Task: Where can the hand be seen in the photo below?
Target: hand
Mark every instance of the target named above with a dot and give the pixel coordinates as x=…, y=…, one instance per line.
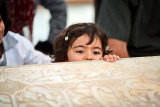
x=111, y=58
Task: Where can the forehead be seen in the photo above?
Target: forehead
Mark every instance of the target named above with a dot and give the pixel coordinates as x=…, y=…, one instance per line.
x=84, y=39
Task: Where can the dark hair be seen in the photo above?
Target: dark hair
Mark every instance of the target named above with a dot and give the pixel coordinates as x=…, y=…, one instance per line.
x=74, y=31
x=4, y=13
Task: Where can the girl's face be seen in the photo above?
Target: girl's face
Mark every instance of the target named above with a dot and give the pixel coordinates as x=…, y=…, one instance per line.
x=79, y=51
x=2, y=28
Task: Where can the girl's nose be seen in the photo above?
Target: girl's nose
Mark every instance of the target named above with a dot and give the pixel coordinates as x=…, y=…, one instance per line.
x=89, y=56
-- -- --
■ **WORK TO COMPLETE**
Above are records to transcribe exactly; leave their pictures out.

■ **TASK RESPONSE**
Task: Where can the hand be seen in the photo below?
Target: hand
Mark every instance of the target named above with a dot and give the pixel coordinates as x=…, y=…, one instance per line.
x=111, y=58
Task: Where can the forehead be seen in the photo above?
Target: forehead
Mark every instance of the target named above with a dot and give the pixel coordinates as x=…, y=…, one instance per line.
x=84, y=39
Task: Where can the dark hair be seen in the photo above?
Target: dark hair
Mark every instance of the target named above with a dot and give the pixel coordinates as x=…, y=…, one instance per line.
x=74, y=31
x=4, y=13
Task: Where can the girl's face be seen in the photo above?
Target: girl's face
Mark every instance of the target named above with a dot and give the pixel coordinates as x=…, y=…, one instance per line.
x=79, y=51
x=2, y=28
Task: Where can the girl's nose be seen in the photo above?
Target: girl's nose
Mark every instance of the target named above with a dot and give the pixel coordinates as x=…, y=…, one instance per line.
x=89, y=56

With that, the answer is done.